Set exercise:
In your copy, repeat the records exactly and leave out the pictures.

Material to process:
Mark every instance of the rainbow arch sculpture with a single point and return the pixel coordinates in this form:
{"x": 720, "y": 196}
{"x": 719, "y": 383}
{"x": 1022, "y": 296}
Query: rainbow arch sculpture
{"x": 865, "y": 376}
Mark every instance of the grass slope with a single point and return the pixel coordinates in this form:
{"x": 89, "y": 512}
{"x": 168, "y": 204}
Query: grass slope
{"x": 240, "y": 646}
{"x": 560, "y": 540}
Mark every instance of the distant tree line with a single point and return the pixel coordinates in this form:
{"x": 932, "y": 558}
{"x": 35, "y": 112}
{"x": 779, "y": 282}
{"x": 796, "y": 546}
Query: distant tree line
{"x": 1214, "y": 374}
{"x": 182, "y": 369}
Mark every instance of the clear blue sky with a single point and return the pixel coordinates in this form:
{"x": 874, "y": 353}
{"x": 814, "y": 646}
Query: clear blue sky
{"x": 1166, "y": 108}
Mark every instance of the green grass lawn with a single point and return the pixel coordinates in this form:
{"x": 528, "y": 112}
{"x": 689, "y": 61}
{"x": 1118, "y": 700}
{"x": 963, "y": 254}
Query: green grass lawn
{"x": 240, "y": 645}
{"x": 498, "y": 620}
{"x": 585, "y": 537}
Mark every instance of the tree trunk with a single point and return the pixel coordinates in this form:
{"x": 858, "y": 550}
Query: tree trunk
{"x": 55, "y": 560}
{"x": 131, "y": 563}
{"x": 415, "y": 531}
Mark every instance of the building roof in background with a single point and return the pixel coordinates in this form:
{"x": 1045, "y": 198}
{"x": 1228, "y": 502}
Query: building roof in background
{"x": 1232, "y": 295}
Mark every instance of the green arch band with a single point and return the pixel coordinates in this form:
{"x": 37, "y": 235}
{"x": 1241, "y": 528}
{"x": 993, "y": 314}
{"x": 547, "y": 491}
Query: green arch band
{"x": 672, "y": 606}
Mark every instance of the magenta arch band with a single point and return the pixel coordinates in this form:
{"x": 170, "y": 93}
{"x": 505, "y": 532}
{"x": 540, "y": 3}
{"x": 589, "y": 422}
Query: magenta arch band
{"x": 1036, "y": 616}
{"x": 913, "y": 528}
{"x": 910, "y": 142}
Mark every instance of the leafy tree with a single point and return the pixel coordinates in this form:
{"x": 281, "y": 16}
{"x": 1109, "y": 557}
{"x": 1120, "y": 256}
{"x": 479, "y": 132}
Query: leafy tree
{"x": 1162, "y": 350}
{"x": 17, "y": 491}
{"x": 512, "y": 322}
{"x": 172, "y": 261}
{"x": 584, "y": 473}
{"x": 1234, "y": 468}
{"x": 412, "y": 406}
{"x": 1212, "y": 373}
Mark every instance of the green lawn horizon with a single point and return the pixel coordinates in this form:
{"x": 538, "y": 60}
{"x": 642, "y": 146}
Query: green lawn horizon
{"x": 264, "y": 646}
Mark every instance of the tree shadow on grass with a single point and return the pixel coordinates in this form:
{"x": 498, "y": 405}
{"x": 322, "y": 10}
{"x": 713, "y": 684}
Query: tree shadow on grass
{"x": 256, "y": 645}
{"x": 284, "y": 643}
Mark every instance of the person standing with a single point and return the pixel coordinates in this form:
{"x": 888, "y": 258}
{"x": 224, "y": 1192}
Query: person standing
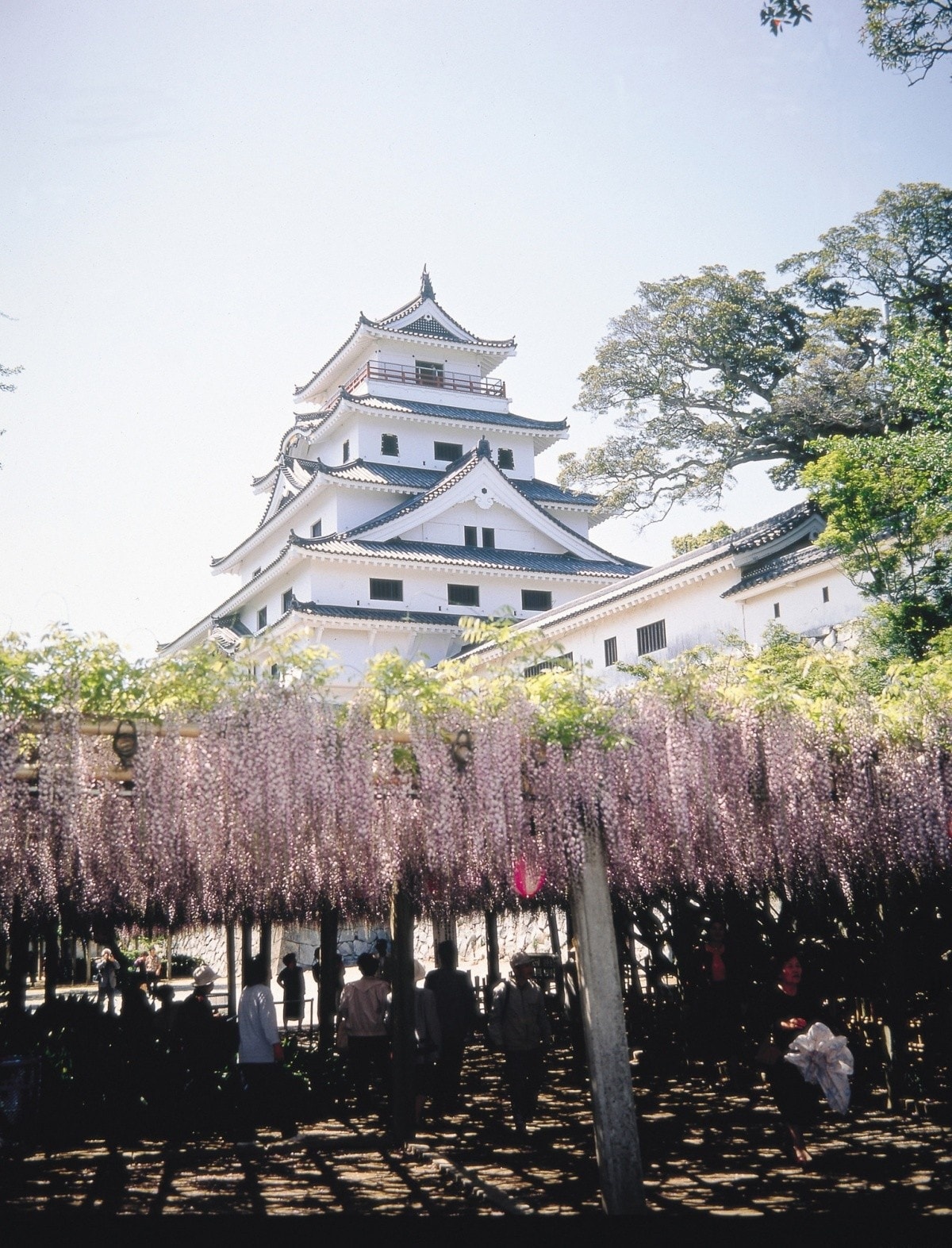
{"x": 362, "y": 1031}
{"x": 291, "y": 981}
{"x": 108, "y": 979}
{"x": 788, "y": 1010}
{"x": 520, "y": 1026}
{"x": 259, "y": 1056}
{"x": 457, "y": 1014}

Response to the exercise:
Mark every instance of the rainbow arch sculpture with a single point and return the pixel coordinates in this form:
{"x": 720, "y": 196}
{"x": 719, "y": 383}
{"x": 1022, "y": 296}
Query: rainbow arch sculpture
{"x": 865, "y": 376}
Mark every instance of the grass slope with a single point and return the pixel coordinates in this form:
{"x": 89, "y": 512}
{"x": 168, "y": 204}
Query: grass slope
{"x": 240, "y": 646}
{"x": 560, "y": 540}
Mark every instance of the distant tree line with a single point and return the pixel coordinates in this form:
{"x": 932, "y": 558}
{"x": 35, "y": 112}
{"x": 779, "y": 282}
{"x": 796, "y": 546}
Query: distant tree line
{"x": 1214, "y": 374}
{"x": 182, "y": 369}
Mark every instance of the clear blue sky with a single point and return the pixel coordinates in this form:
{"x": 874, "y": 353}
{"x": 814, "y": 646}
Query: clear blue sky
{"x": 1166, "y": 108}
Mark every instance of the green grass lawn with a single point and return the pixel coordinates in this form:
{"x": 528, "y": 112}
{"x": 689, "y": 61}
{"x": 1118, "y": 700}
{"x": 963, "y": 254}
Query: green grass lawn
{"x": 240, "y": 645}
{"x": 498, "y": 620}
{"x": 585, "y": 537}
Mark every instance of the tree trunk with a single point and return the pixel coordinates in this form:
{"x": 858, "y": 550}
Query: tree trunk
{"x": 55, "y": 560}
{"x": 131, "y": 563}
{"x": 415, "y": 531}
Mark every instance of the building roof in background with a single point and return the pixel coordinates in this form:
{"x": 1045, "y": 198}
{"x": 1228, "y": 502}
Query: building roof in background
{"x": 1232, "y": 295}
Mark every instance of the green arch band with a single point and return the pixel coordinates in this form:
{"x": 37, "y": 235}
{"x": 1241, "y": 528}
{"x": 993, "y": 314}
{"x": 547, "y": 491}
Query: green arch band
{"x": 672, "y": 606}
Mark every instance of the magenta arch band with a single point and return the pixel coordinates in this form:
{"x": 170, "y": 93}
{"x": 505, "y": 532}
{"x": 540, "y": 3}
{"x": 589, "y": 422}
Query: magenta arch band
{"x": 1036, "y": 616}
{"x": 913, "y": 528}
{"x": 910, "y": 142}
Mark every instance of the leafy tree with a single point and return the pixel coordinates in this form:
{"x": 281, "y": 16}
{"x": 1109, "y": 557}
{"x": 1120, "y": 256}
{"x": 479, "y": 132}
Query: leafy tree
{"x": 1162, "y": 350}
{"x": 17, "y": 491}
{"x": 512, "y": 322}
{"x": 172, "y": 261}
{"x": 584, "y": 473}
{"x": 1234, "y": 468}
{"x": 412, "y": 406}
{"x": 1212, "y": 373}
Mark every instance of the green lawn horizon with a single point and return the pixel coordinates in this form:
{"x": 538, "y": 60}
{"x": 642, "y": 146}
Query: green lawn horizon
{"x": 264, "y": 646}
Mark every instance of the tree shadow on grass with a single point and return the pixel coordinates in this form:
{"x": 498, "y": 405}
{"x": 322, "y": 10}
{"x": 713, "y": 684}
Query: tree shadow on grass
{"x": 256, "y": 645}
{"x": 284, "y": 643}
Mark every instance of the person standing with a single point and return the pixel coordinates in this form:
{"x": 888, "y": 258}
{"x": 224, "y": 1192}
Query: person standing
{"x": 362, "y": 1031}
{"x": 291, "y": 981}
{"x": 108, "y": 979}
{"x": 788, "y": 1010}
{"x": 520, "y": 1026}
{"x": 259, "y": 1056}
{"x": 457, "y": 1014}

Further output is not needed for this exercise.